| Supplied information |
○ ○ ○ ○ ○

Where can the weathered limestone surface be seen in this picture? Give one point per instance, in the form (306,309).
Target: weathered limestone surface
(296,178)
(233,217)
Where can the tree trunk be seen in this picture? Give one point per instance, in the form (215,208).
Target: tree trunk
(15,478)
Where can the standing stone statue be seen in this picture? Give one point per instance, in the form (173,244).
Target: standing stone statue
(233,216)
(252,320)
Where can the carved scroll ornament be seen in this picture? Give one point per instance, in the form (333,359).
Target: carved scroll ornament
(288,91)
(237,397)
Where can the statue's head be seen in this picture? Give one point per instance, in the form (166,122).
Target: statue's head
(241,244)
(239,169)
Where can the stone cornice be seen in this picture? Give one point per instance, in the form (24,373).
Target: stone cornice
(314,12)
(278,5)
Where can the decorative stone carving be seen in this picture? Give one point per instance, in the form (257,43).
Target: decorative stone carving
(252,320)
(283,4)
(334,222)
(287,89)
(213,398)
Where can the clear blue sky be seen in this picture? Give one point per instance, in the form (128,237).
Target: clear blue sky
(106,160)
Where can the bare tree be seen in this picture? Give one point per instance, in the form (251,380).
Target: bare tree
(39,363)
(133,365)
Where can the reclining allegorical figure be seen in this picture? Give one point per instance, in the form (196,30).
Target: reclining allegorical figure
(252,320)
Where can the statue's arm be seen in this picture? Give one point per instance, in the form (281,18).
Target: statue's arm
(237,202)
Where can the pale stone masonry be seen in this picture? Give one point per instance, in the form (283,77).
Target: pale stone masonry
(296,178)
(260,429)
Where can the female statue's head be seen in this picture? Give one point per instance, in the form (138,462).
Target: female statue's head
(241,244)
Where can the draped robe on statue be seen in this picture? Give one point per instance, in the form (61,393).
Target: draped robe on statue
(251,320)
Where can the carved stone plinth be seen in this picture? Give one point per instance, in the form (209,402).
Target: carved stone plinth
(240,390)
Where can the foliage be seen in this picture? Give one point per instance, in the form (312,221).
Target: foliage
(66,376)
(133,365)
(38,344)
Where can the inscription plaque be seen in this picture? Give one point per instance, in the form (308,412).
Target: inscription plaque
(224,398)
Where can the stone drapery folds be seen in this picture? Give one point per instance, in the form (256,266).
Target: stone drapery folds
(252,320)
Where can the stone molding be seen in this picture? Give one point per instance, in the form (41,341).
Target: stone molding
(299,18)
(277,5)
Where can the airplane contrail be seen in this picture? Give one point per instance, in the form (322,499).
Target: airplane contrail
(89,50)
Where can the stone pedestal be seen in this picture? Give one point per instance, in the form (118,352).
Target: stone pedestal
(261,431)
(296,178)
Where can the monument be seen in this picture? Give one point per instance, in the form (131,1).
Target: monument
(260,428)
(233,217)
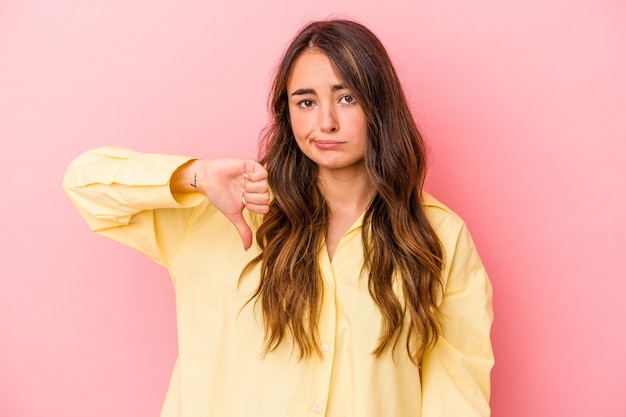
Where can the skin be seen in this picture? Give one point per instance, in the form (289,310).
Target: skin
(330,129)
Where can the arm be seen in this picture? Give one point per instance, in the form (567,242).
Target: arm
(141,200)
(456,372)
(229,184)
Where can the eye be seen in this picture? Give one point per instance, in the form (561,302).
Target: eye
(306,103)
(347,99)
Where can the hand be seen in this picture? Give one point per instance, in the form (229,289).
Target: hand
(230,184)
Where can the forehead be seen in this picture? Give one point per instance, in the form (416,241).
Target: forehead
(312,68)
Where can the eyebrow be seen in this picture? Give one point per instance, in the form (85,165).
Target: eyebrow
(303,91)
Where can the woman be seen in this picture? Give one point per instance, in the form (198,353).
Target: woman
(361,296)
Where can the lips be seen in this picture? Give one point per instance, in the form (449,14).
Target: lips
(328,144)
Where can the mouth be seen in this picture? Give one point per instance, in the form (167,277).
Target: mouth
(328,144)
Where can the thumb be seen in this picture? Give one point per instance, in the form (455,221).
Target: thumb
(242,228)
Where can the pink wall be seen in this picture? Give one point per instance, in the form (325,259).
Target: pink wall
(524,104)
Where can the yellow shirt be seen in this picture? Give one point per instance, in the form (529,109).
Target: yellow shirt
(221,370)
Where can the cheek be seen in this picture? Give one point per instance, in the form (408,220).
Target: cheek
(299,128)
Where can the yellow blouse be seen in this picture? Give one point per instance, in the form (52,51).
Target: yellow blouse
(221,370)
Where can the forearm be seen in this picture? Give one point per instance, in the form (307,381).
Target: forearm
(188,178)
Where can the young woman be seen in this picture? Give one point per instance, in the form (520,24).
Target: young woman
(354,293)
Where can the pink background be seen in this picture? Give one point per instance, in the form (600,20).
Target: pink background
(524,105)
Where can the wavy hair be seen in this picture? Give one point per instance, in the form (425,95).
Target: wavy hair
(399,242)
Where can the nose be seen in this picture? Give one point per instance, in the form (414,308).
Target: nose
(328,121)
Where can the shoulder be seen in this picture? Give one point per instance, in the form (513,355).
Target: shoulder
(462,264)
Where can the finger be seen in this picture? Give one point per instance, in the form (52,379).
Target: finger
(262,198)
(254,171)
(250,186)
(242,228)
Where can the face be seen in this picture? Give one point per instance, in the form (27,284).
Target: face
(328,123)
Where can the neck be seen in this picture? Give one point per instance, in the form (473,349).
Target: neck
(346,191)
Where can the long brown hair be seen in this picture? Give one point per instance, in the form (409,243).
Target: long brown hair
(399,242)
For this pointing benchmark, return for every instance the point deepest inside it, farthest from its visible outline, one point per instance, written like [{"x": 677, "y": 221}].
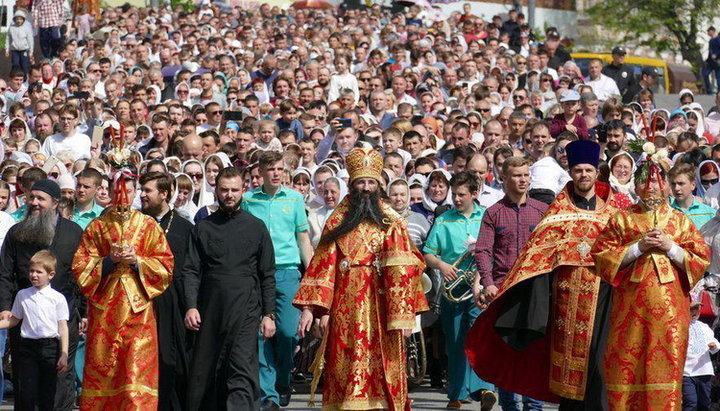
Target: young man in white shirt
[
  {"x": 699, "y": 370},
  {"x": 43, "y": 349},
  {"x": 68, "y": 139}
]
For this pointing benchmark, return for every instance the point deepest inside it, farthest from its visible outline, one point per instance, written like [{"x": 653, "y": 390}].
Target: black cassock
[
  {"x": 170, "y": 313},
  {"x": 229, "y": 276}
]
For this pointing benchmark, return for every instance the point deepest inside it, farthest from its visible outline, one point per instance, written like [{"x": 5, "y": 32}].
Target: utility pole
[{"x": 531, "y": 14}]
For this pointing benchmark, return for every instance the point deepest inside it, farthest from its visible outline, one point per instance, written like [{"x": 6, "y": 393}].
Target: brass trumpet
[{"x": 465, "y": 275}]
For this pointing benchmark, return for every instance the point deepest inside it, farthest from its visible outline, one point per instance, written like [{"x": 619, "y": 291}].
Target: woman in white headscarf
[
  {"x": 622, "y": 168},
  {"x": 182, "y": 198},
  {"x": 154, "y": 95},
  {"x": 334, "y": 190},
  {"x": 182, "y": 93},
  {"x": 207, "y": 202},
  {"x": 418, "y": 226},
  {"x": 706, "y": 176},
  {"x": 436, "y": 193}
]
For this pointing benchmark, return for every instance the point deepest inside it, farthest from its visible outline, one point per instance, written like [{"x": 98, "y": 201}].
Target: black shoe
[
  {"x": 285, "y": 394},
  {"x": 269, "y": 405}
]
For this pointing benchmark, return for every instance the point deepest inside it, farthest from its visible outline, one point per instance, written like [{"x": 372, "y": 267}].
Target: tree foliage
[{"x": 664, "y": 25}]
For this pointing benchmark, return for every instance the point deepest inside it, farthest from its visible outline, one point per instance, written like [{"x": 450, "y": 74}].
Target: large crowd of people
[{"x": 231, "y": 193}]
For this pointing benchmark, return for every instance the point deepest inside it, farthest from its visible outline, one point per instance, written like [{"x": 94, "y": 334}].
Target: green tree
[{"x": 664, "y": 25}]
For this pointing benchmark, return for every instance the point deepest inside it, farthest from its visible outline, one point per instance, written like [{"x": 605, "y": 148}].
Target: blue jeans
[
  {"x": 706, "y": 77},
  {"x": 277, "y": 353},
  {"x": 3, "y": 338},
  {"x": 50, "y": 41},
  {"x": 696, "y": 393},
  {"x": 508, "y": 402},
  {"x": 20, "y": 59},
  {"x": 456, "y": 320}
]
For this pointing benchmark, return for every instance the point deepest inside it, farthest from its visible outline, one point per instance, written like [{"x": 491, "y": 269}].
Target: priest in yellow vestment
[
  {"x": 652, "y": 255},
  {"x": 123, "y": 262},
  {"x": 364, "y": 284}
]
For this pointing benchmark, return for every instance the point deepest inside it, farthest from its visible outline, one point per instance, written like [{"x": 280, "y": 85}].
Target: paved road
[{"x": 424, "y": 398}]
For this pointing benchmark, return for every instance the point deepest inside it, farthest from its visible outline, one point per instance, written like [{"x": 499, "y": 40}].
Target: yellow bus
[{"x": 671, "y": 77}]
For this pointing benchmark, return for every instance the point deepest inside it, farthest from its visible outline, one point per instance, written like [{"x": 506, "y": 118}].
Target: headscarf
[
  {"x": 158, "y": 95},
  {"x": 297, "y": 172},
  {"x": 324, "y": 212},
  {"x": 428, "y": 203},
  {"x": 206, "y": 196},
  {"x": 187, "y": 101},
  {"x": 629, "y": 187},
  {"x": 405, "y": 212},
  {"x": 224, "y": 160},
  {"x": 699, "y": 189},
  {"x": 189, "y": 209}
]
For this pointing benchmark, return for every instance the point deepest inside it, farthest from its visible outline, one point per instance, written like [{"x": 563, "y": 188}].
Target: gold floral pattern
[
  {"x": 647, "y": 343},
  {"x": 362, "y": 355}
]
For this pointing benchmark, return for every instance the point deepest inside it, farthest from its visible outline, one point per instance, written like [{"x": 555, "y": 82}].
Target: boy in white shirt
[
  {"x": 547, "y": 177},
  {"x": 43, "y": 349},
  {"x": 698, "y": 371}
]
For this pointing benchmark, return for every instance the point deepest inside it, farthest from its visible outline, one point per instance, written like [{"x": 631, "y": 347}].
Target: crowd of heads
[{"x": 191, "y": 94}]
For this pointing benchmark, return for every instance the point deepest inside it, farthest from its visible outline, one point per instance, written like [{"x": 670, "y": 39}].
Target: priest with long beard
[
  {"x": 364, "y": 284},
  {"x": 122, "y": 264},
  {"x": 43, "y": 229}
]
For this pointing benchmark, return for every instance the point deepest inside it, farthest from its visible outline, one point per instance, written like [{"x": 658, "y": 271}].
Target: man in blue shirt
[
  {"x": 712, "y": 65},
  {"x": 283, "y": 212},
  {"x": 453, "y": 233},
  {"x": 86, "y": 209},
  {"x": 682, "y": 184}
]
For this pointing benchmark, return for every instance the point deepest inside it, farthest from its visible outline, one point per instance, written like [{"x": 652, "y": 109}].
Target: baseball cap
[
  {"x": 649, "y": 71},
  {"x": 569, "y": 95},
  {"x": 619, "y": 50}
]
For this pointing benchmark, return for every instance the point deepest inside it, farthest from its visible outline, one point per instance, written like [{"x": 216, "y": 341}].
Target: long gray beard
[{"x": 37, "y": 229}]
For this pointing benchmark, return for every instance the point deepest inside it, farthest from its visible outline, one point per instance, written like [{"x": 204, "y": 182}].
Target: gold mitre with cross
[{"x": 364, "y": 163}]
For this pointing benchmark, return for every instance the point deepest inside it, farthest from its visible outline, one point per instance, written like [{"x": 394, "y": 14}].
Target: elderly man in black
[
  {"x": 229, "y": 280},
  {"x": 44, "y": 229}
]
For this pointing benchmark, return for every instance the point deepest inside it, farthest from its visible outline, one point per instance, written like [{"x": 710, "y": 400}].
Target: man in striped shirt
[
  {"x": 506, "y": 227},
  {"x": 48, "y": 16}
]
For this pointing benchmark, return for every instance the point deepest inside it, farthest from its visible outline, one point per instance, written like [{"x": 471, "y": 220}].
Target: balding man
[
  {"x": 378, "y": 108},
  {"x": 487, "y": 195},
  {"x": 267, "y": 71},
  {"x": 192, "y": 148}
]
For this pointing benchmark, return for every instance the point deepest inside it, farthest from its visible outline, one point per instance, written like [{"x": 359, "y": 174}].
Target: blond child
[
  {"x": 43, "y": 348},
  {"x": 267, "y": 136}
]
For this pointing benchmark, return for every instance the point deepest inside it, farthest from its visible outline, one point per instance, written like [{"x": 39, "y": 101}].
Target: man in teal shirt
[
  {"x": 283, "y": 212},
  {"x": 86, "y": 209},
  {"x": 453, "y": 233},
  {"x": 682, "y": 184}
]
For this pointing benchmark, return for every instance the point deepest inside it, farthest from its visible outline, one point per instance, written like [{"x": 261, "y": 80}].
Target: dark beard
[
  {"x": 614, "y": 147},
  {"x": 362, "y": 207},
  {"x": 229, "y": 210},
  {"x": 37, "y": 229}
]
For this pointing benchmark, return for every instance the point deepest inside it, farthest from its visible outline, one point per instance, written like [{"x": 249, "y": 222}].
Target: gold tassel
[{"x": 317, "y": 368}]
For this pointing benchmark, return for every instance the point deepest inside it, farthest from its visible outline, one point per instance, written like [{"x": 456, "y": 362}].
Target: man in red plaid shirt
[{"x": 48, "y": 16}]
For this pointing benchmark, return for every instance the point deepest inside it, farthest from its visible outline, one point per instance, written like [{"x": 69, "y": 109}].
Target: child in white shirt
[
  {"x": 547, "y": 177},
  {"x": 698, "y": 371},
  {"x": 43, "y": 348}
]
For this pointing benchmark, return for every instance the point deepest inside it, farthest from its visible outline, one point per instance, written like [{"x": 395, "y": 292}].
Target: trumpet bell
[
  {"x": 464, "y": 281},
  {"x": 426, "y": 283}
]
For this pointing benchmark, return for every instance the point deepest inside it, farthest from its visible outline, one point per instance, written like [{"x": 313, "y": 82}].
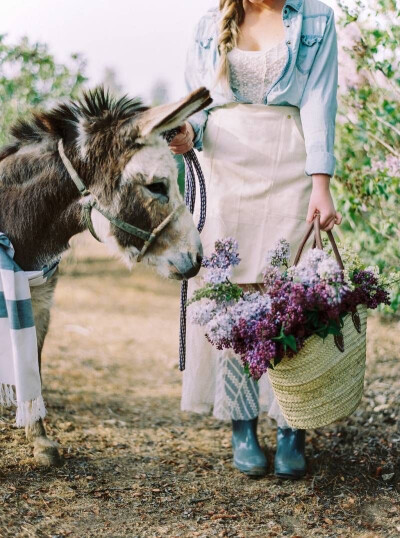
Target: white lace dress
[
  {"x": 235, "y": 395},
  {"x": 253, "y": 72}
]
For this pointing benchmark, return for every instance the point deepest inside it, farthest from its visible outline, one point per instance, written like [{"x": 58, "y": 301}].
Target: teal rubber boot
[
  {"x": 290, "y": 461},
  {"x": 248, "y": 457}
]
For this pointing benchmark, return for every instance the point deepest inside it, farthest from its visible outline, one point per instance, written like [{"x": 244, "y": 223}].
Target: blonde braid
[{"x": 232, "y": 12}]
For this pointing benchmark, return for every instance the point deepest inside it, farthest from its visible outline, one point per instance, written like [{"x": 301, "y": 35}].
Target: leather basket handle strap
[{"x": 316, "y": 227}]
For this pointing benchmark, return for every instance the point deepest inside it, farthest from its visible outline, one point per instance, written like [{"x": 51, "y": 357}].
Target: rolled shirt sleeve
[
  {"x": 318, "y": 105},
  {"x": 193, "y": 81}
]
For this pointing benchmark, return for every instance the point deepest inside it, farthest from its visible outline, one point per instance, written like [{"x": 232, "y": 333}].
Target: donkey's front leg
[{"x": 45, "y": 451}]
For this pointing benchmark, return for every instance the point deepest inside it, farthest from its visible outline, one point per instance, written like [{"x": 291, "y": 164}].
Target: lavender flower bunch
[{"x": 294, "y": 304}]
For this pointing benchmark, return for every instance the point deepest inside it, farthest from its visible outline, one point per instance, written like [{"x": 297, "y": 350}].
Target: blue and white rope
[{"x": 192, "y": 169}]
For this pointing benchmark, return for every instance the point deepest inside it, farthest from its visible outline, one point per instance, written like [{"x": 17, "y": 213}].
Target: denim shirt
[{"x": 308, "y": 80}]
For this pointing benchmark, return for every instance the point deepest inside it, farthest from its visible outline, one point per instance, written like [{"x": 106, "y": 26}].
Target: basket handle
[{"x": 316, "y": 227}]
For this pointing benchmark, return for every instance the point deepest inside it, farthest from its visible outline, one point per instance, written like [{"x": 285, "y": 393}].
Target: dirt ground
[{"x": 135, "y": 465}]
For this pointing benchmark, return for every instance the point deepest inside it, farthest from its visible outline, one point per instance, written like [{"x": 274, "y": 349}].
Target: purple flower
[
  {"x": 226, "y": 254},
  {"x": 279, "y": 255}
]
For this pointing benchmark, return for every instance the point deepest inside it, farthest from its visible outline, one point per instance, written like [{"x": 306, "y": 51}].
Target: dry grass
[{"x": 136, "y": 466}]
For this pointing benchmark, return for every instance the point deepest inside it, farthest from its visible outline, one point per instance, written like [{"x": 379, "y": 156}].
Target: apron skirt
[{"x": 253, "y": 161}]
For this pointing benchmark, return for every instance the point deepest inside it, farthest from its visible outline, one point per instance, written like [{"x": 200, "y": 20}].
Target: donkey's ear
[{"x": 161, "y": 118}]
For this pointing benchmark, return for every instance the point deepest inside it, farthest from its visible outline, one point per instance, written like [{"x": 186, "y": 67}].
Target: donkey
[{"x": 98, "y": 163}]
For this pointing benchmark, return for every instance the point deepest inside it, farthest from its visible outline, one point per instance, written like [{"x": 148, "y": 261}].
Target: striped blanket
[{"x": 19, "y": 368}]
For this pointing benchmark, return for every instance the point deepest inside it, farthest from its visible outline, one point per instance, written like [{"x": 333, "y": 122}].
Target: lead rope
[{"x": 191, "y": 162}]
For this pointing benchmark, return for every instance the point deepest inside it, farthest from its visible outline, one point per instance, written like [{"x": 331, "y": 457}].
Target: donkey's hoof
[{"x": 46, "y": 452}]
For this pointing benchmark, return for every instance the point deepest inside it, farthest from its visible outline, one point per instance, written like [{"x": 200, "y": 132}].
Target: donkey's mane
[{"x": 97, "y": 109}]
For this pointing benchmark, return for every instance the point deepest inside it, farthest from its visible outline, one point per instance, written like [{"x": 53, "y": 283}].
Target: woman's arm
[
  {"x": 192, "y": 132},
  {"x": 318, "y": 108},
  {"x": 318, "y": 105}
]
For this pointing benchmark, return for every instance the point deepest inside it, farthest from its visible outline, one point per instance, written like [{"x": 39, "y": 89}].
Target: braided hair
[{"x": 232, "y": 16}]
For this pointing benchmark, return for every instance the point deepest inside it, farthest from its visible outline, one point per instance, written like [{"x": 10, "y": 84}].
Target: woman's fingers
[
  {"x": 311, "y": 213},
  {"x": 181, "y": 148},
  {"x": 182, "y": 142}
]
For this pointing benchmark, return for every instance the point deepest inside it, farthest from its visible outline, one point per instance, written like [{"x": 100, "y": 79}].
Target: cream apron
[{"x": 253, "y": 161}]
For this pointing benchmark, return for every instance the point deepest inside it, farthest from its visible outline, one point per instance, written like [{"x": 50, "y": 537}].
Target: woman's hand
[
  {"x": 183, "y": 141},
  {"x": 321, "y": 202}
]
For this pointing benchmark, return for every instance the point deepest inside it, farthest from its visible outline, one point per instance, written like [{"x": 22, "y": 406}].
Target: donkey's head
[
  {"x": 134, "y": 178},
  {"x": 116, "y": 148}
]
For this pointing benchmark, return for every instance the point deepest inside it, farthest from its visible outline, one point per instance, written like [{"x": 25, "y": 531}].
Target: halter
[{"x": 147, "y": 237}]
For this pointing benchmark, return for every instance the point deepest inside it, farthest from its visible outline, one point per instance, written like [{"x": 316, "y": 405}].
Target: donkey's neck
[{"x": 41, "y": 215}]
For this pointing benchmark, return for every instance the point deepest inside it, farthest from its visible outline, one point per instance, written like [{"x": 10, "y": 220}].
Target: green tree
[
  {"x": 368, "y": 138},
  {"x": 30, "y": 77}
]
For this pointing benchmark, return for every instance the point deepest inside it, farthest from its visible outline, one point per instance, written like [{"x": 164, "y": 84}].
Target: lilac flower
[
  {"x": 300, "y": 301},
  {"x": 202, "y": 312},
  {"x": 225, "y": 255},
  {"x": 217, "y": 275},
  {"x": 279, "y": 255}
]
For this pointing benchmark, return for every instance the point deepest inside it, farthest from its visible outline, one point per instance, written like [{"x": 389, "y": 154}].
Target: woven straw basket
[{"x": 322, "y": 383}]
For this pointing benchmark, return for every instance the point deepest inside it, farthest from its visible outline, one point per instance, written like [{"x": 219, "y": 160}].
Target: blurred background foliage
[
  {"x": 367, "y": 184},
  {"x": 30, "y": 77}
]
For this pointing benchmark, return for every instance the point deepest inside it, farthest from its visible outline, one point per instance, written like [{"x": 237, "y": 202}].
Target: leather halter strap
[{"x": 147, "y": 237}]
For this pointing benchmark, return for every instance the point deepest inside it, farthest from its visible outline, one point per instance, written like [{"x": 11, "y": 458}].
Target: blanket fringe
[
  {"x": 7, "y": 395},
  {"x": 30, "y": 412}
]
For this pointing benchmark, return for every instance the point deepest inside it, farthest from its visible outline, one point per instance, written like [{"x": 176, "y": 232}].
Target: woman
[{"x": 267, "y": 143}]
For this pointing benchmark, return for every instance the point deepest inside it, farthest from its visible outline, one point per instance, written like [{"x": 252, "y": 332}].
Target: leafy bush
[
  {"x": 30, "y": 77},
  {"x": 368, "y": 136}
]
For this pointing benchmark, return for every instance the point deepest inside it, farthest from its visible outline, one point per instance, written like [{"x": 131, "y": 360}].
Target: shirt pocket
[
  {"x": 205, "y": 43},
  {"x": 308, "y": 48}
]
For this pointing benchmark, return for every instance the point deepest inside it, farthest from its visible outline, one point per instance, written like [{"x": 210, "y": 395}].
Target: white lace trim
[{"x": 253, "y": 72}]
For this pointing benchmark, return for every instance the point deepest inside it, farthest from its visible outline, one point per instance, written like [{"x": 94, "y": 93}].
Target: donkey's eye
[{"x": 158, "y": 188}]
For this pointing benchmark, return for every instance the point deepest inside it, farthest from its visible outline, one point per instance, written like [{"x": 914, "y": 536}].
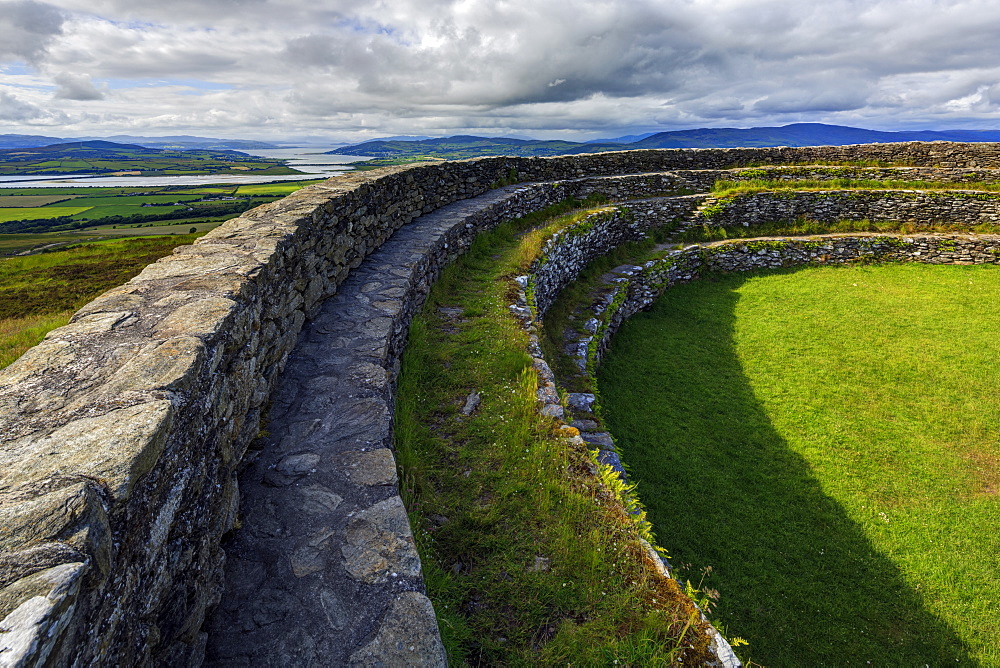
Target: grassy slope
[
  {"x": 491, "y": 493},
  {"x": 826, "y": 440},
  {"x": 40, "y": 292}
]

○ ○ ○ ○ ○

Count the lines in the rows above that contain the word "neck". Reply with the number alone.

3